- Directions
This exercise calls for the line with "positive clicks: (343, 63)", the line with "positive clicks: (89, 114)", and all lines between them in the material below, output exactly and with no other lines.

Records shown: Begin

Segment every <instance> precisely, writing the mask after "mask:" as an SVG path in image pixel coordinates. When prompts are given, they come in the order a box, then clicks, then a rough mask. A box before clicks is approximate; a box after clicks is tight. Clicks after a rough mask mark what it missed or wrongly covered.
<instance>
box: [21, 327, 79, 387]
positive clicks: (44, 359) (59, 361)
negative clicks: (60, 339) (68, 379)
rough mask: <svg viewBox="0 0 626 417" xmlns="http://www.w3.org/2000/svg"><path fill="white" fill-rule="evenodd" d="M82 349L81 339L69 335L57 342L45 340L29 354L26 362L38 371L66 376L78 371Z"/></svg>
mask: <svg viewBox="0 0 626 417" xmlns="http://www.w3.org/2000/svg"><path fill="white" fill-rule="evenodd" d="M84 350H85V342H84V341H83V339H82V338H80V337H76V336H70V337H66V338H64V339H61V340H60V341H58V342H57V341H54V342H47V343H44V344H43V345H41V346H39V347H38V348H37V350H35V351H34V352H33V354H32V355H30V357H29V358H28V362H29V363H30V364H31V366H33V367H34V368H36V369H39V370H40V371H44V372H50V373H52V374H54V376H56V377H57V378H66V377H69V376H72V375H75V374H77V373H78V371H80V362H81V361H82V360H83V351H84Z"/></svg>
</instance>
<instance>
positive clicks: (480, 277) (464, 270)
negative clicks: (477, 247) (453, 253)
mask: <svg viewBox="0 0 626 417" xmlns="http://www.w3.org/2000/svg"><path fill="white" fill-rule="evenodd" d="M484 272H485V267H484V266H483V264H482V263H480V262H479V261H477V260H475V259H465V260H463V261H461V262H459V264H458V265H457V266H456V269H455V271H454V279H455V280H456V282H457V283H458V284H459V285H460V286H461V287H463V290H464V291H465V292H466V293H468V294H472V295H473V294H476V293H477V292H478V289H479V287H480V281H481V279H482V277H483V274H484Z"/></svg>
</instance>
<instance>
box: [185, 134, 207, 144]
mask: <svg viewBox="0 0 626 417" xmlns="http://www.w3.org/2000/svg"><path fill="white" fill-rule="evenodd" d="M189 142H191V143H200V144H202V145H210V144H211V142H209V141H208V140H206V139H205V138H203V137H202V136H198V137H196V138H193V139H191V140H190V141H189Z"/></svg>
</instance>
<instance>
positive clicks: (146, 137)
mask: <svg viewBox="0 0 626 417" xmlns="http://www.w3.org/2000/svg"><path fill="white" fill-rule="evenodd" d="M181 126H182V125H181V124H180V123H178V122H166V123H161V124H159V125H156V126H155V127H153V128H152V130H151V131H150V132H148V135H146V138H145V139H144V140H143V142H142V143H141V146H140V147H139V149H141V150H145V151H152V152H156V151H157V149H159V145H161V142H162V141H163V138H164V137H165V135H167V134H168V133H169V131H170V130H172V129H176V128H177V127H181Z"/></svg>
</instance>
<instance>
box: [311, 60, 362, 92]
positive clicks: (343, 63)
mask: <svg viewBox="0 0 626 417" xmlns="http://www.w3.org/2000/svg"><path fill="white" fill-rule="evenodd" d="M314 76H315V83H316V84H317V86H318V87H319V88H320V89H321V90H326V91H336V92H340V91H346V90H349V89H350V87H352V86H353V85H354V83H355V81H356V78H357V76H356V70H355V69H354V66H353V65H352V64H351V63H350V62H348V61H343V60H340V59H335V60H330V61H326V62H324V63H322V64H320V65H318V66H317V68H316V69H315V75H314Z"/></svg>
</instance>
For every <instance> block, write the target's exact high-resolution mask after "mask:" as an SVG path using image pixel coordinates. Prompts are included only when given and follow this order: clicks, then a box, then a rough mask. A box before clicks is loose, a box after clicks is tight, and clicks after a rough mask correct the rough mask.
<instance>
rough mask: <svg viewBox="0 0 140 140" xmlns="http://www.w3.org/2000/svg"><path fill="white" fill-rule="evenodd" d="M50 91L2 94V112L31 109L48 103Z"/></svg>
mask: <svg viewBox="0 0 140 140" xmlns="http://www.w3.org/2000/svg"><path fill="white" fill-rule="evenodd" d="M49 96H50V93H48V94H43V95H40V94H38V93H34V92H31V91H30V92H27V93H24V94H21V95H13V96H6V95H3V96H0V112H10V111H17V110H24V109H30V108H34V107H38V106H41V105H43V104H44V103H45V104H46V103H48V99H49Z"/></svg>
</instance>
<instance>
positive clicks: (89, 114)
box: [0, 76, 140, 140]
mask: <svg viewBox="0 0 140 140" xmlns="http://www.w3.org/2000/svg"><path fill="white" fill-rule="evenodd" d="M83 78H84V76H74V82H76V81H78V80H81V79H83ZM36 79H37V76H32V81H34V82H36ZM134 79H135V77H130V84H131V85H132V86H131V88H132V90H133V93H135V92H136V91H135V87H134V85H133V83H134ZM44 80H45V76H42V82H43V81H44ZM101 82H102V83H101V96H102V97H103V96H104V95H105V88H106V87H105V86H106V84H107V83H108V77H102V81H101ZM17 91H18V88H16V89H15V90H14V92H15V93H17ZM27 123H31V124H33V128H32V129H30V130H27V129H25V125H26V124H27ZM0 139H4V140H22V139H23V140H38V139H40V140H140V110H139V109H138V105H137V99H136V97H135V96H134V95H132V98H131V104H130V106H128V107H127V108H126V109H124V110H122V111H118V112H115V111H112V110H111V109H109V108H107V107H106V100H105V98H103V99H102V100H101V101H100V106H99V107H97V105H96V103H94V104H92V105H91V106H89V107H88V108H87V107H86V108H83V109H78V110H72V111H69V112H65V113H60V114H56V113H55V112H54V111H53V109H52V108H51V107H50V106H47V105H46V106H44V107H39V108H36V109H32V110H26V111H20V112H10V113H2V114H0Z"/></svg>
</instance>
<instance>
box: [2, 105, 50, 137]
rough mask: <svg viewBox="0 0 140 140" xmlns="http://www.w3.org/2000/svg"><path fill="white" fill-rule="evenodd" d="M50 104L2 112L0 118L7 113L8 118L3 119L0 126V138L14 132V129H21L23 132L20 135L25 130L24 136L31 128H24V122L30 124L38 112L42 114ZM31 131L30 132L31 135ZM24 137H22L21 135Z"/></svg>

Records shown: End

- Your solution
positive clicks: (343, 63)
mask: <svg viewBox="0 0 626 417" xmlns="http://www.w3.org/2000/svg"><path fill="white" fill-rule="evenodd" d="M314 76H315V83H316V84H317V86H318V87H319V88H320V89H321V90H326V91H336V92H340V91H346V90H349V89H350V87H352V86H353V85H354V83H355V81H356V78H357V76H356V70H355V69H354V66H353V65H352V64H351V63H350V62H348V61H343V60H340V59H335V60H330V61H326V62H324V63H322V64H320V65H318V66H317V68H316V69H315V75H314Z"/></svg>
</instance>
For every <instance> block, write the target's exact high-resolution mask after "mask:" as an SVG path using image pixel coordinates. Prompts are included only when given and follow this order: clicks, then a box, then a rough mask. A box before clicks is loose, a box after clicks is tight, and clicks after a rough mask correct the rough mask.
<instance>
rough mask: <svg viewBox="0 0 140 140" xmlns="http://www.w3.org/2000/svg"><path fill="white" fill-rule="evenodd" d="M50 91L2 94V112L31 109L48 103Z"/></svg>
mask: <svg viewBox="0 0 140 140" xmlns="http://www.w3.org/2000/svg"><path fill="white" fill-rule="evenodd" d="M49 96H50V93H48V94H43V95H40V94H38V93H34V92H31V91H30V92H27V93H24V94H21V95H13V96H6V95H3V96H0V112H10V111H17V110H24V109H30V108H34V107H38V106H41V105H43V104H44V103H45V104H46V103H48V99H49Z"/></svg>
</instance>
<instance>
positive clicks: (89, 114)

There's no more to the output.